Текстовый фрагмент:
▬▬▬▬▬▬▬▬▬▬
22 июня страна отмечает 70 лет с начала Великой Отечественой войны. Трудно представить себе событие, способное оторвать эту дату от ее теперешнего смысла и содержания. Она всегда будет означать для нас начало невероятного подвига и страдания. Но способны ли мы понимать опыт войны в той мере напряженности и силы, которой он требует? - об этом наш разговор с философом, преподавателем РГГУ Еленой Петровской.
Российская газета: Елена, меня потрясло ваше выступление на конференции "Словарь войны", где вы, делая доклад вслед за Григорием Померанцем, выдвинули поразительный тезис: война непостижима.
Петровская: Нет, это немного по-другому звучало: война не представима. Настоящий свидетель войны это тот, кто мертв. Тот, кто говорить не может. Тот, кто пережил ЭТО до конца. И похоронен в Братской могиле. А тот кто выжил, не свидетель, наблюдатель.
▬▬▬▬▬▬▬▬▬▬
Продублируйте полностью текст об опыте войны, ничего в нём не меняя. Перечень после этой строки никак не связан с текстом.

Записи набора данных для указания точек:
▬▬▬▬▬▬▬▬▬▬
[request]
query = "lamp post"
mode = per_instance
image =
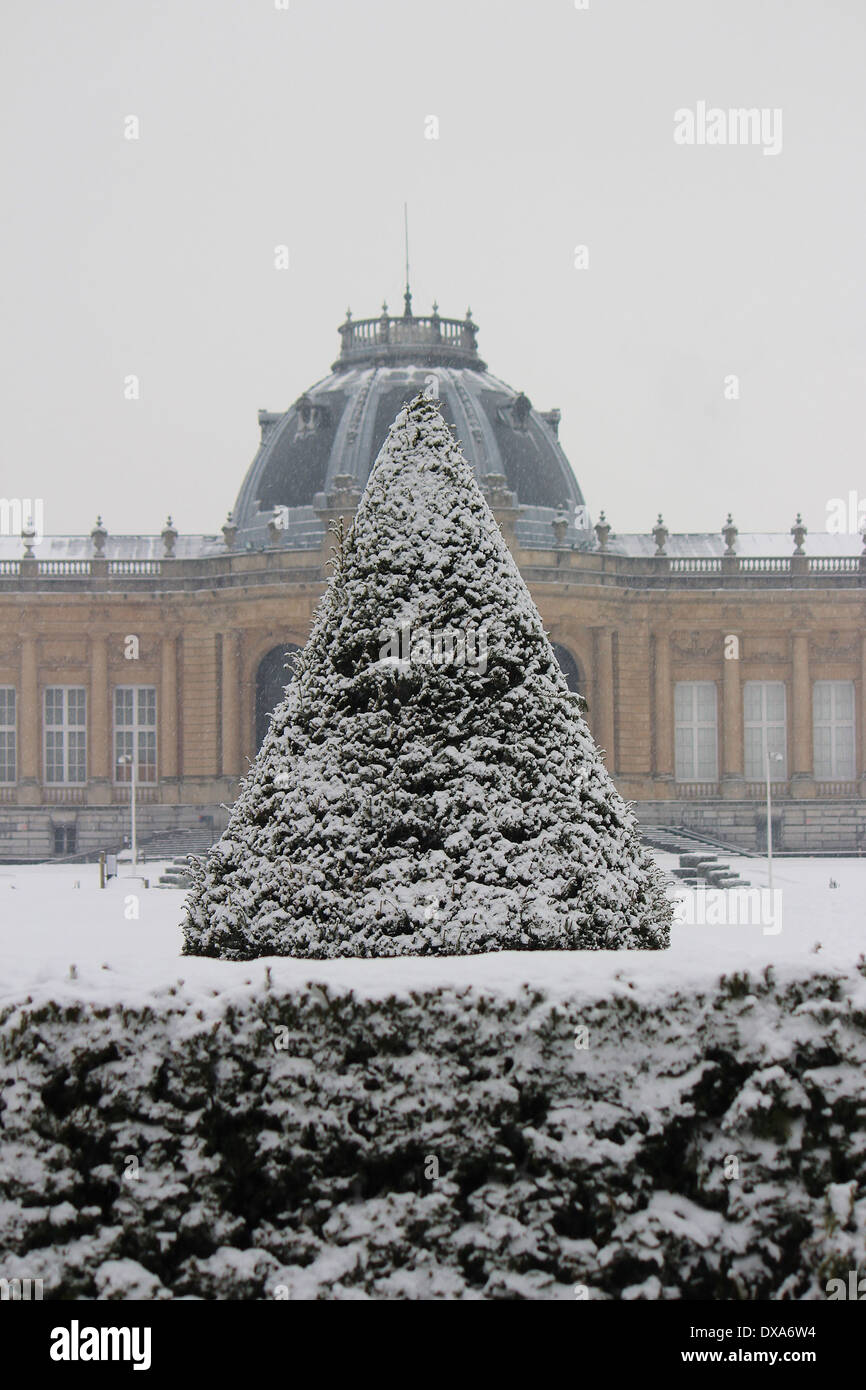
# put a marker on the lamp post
(129, 759)
(777, 759)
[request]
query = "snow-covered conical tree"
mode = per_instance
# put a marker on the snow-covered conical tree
(428, 784)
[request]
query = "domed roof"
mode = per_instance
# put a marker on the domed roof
(323, 446)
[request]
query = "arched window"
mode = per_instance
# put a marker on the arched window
(569, 667)
(271, 680)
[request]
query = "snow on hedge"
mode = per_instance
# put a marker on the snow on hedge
(439, 1143)
(428, 784)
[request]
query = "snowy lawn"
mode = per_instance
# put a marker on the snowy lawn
(47, 925)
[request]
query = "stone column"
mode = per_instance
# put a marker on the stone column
(168, 713)
(802, 770)
(603, 709)
(99, 742)
(29, 724)
(733, 777)
(663, 712)
(231, 705)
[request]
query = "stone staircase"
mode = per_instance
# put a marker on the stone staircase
(193, 843)
(702, 870)
(698, 866)
(177, 875)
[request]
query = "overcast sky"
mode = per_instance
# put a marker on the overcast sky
(262, 127)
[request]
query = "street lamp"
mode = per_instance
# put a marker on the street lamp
(776, 758)
(123, 761)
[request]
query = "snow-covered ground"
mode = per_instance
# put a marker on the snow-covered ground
(61, 936)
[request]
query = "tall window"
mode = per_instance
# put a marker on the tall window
(695, 731)
(765, 730)
(135, 731)
(66, 734)
(7, 733)
(833, 730)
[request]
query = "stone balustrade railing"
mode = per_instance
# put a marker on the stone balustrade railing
(307, 566)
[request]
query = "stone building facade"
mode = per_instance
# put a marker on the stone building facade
(698, 655)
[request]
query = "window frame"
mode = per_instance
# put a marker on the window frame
(779, 772)
(695, 724)
(6, 730)
(135, 731)
(66, 729)
(833, 724)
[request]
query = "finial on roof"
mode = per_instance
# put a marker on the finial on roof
(99, 535)
(407, 295)
(659, 534)
(168, 535)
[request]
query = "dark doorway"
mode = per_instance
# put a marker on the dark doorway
(569, 667)
(271, 680)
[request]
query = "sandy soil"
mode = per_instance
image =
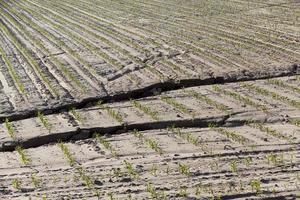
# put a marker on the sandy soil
(138, 99)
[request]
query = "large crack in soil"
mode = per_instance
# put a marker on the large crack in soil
(149, 90)
(229, 120)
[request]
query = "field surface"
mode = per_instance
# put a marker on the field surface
(157, 99)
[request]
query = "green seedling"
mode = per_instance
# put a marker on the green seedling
(77, 115)
(233, 166)
(145, 109)
(16, 183)
(256, 186)
(10, 128)
(44, 197)
(154, 169)
(131, 171)
(111, 196)
(44, 121)
(111, 112)
(24, 159)
(248, 161)
(184, 169)
(67, 153)
(35, 180)
(85, 178)
(153, 144)
(154, 194)
(107, 145)
(183, 191)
▬▬▬▬▬▬▬▬▬▬
Ответ к заданию:
22 июня страна отмечает 70 лет с начала Великой Отечественой войны. Трудно представить себе событие, способное оторвать эту дату от ее теперешнего смысла и содержания. Она всегда будет означать для нас начало невероятного подвига и страдания. Но способны ли мы понимать опыт войны в той мере напряженности и силы, которой он требует? - об этом наш разговор с философом, преподавателем РГГУ Еленой Петровской.
Российская газета: Елена, меня потрясло ваше выступление на конференции "Словарь войны", где вы, делая доклад вслед за Григорием Померанцем, выдвинули поразительный тезис: война непостижима.
Петровская: Нет, это немного по-другому звучало: война не представима. Настоящий свидетель войны это тот, кто мертв. Тот, кто говорить не может. Тот, кто пережил ЭТО до конца. И похоронен в Братской могиле. А тот кто выжил, не свидетель, наблюдатель.